Data excerpts
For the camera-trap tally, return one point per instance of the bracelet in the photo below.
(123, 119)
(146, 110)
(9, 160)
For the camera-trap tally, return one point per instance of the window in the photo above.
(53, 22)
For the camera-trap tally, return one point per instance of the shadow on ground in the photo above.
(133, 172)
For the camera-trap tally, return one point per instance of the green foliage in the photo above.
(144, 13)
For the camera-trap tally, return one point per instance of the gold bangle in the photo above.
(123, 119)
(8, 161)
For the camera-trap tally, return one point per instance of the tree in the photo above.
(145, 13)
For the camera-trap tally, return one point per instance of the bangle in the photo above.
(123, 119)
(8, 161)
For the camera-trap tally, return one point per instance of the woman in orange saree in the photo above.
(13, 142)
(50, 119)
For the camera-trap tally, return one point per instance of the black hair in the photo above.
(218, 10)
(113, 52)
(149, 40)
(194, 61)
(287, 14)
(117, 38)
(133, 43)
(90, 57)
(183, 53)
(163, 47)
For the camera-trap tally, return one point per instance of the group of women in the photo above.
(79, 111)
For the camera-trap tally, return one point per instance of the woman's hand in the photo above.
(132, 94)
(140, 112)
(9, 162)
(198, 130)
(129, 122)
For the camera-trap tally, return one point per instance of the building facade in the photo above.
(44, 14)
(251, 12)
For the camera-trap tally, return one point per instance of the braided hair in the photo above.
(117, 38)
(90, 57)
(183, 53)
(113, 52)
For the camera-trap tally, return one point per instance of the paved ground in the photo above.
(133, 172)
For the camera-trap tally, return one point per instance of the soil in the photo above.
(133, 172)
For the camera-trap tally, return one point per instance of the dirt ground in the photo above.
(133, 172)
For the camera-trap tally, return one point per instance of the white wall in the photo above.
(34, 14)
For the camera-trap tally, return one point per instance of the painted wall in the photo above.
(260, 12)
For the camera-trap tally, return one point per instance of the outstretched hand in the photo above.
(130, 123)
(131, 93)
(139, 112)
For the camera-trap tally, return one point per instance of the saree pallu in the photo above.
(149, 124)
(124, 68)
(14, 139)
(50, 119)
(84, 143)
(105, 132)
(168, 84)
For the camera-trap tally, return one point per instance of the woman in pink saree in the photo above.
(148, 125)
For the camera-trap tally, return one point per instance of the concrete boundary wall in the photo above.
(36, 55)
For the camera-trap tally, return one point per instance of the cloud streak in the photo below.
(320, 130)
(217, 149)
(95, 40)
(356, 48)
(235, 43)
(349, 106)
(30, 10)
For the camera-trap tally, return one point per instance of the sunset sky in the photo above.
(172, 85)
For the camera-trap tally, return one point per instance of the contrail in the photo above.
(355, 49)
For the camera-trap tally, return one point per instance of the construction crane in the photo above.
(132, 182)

What the task asks
Extract each line from the listing above, please, and repeat it exactly.

Output
For the camera-trap tally, return one point per instance of the bracelet in the photo below.
(123, 119)
(146, 110)
(9, 160)
For the camera-trap tally, return one point per instance of the window in the photo above.
(53, 22)
For the camera-trap tally, return one point per instance of the shadow on ground in the photo above.
(133, 172)
For the camera-trap tally, return one point per instance of the green foliage in the photo above.
(144, 13)
For the camera-trap tally, return one point per instance of the gold bangle in the photo above.
(123, 119)
(8, 161)
For the camera-trap tally, return one point per instance of the tree in the photo above.
(145, 13)
For the camera-trap tally, return one point per instance of the bangle in the photo above.
(123, 119)
(8, 161)
For the camera-trap tally, return one point per instance of the woman in orange saree in the photo above.
(13, 142)
(50, 119)
For the camera-trap tally, return one point per instance of the black hair in the photo above.
(218, 10)
(113, 52)
(149, 40)
(194, 61)
(287, 14)
(117, 38)
(133, 43)
(90, 57)
(183, 53)
(163, 47)
For the camera-trap tally, return one point per instance of the group of women in the photo above.
(79, 111)
For the camera-trap tally, return one point per instance of the woman's hand in the photo above.
(132, 94)
(140, 112)
(9, 162)
(198, 130)
(129, 122)
For the camera-trap tally, return one point per instance of the building facade in the photo above.
(44, 14)
(251, 12)
For the camera-trap tally, return one point per instance of the braided hair in the photo above.
(117, 38)
(90, 57)
(183, 53)
(113, 52)
For the camera-trap tally, return one point per instance of the paved ground in the photo above.
(133, 172)
For the camera-trap tally, return one point per instance of the soil in the photo above.
(133, 172)
For the camera-trap tally, return one point per instance of the dirt ground in the photo above.
(133, 172)
For the camera-trap tally, return one point per instance of the white wall in the photo above.
(34, 14)
For the camera-trap tally, return one point per instance of the painted wall in the photo above.
(260, 12)
For the camera-trap tally, return one point per instance of the outstretched hand in the photo above.
(130, 123)
(131, 93)
(139, 112)
For the camera-trap tally, return one point per instance of the saree pallu in the photo above.
(149, 124)
(124, 68)
(14, 139)
(50, 119)
(84, 143)
(105, 132)
(168, 84)
For the camera-trap tally, return one point per instance of the woman in pink saree in the photo above.
(148, 125)
For the camera-trap tally, return one point per instance of the concrete boundary wall in the photo above.
(36, 55)
For the camera-trap tally, return one point per instance of the cloud streak in the photo below.
(320, 130)
(217, 149)
(95, 40)
(356, 48)
(235, 43)
(349, 106)
(30, 10)
For the camera-trap tally, return one point per instance of the sunset sky in the photo above.
(172, 85)
For the camera-trap tally, return one point per instance of the contrail in the photo above.
(355, 49)
For the camera-trap tally, return one point per instance of the construction crane in the photo above.
(132, 182)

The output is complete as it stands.